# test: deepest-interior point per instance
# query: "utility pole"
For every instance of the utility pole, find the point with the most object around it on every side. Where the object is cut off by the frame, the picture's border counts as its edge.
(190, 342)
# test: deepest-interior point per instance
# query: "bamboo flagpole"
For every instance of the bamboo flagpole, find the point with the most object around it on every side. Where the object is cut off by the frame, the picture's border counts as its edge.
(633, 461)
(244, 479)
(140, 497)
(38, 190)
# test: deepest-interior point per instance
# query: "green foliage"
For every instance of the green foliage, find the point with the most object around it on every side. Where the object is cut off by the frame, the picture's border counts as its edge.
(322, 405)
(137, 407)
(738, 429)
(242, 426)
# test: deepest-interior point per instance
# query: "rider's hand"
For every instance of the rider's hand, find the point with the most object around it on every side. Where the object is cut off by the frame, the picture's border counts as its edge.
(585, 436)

● Problem statement:
Reproduce the entries above in full, verbatim.

● Solution for this problem:
# test: deepest-interior point per instance
# query: "utility pole"
For every instance of the utility pole, find the point with the most object around it on every side. Where the object is cut off by the frame, the picture's border counts as its edge.
(190, 342)
# test: deepest-interior point per instance
# query: "bamboo flagpole"
For every instance of the bamboo flagpole, find the point with the most object around it on every side. Where the object is cut off by the frame, the picture's border counts as its edge.
(633, 461)
(244, 479)
(140, 497)
(38, 190)
# test: deepest-interior point per instance
# query: "green foliage"
For every instance of the green foliage, find the point with the most object around it on every side. Where the object is cut off by the frame, the picture's border counts as its edge.
(322, 405)
(137, 407)
(738, 429)
(242, 426)
# test: deepest-interior point per instance
# query: "rider's hand"
For every instance of the rider's hand, find the point with the most object around it on every side. Where the object is cut off by the frame, the picture's border counts as its edge.
(585, 436)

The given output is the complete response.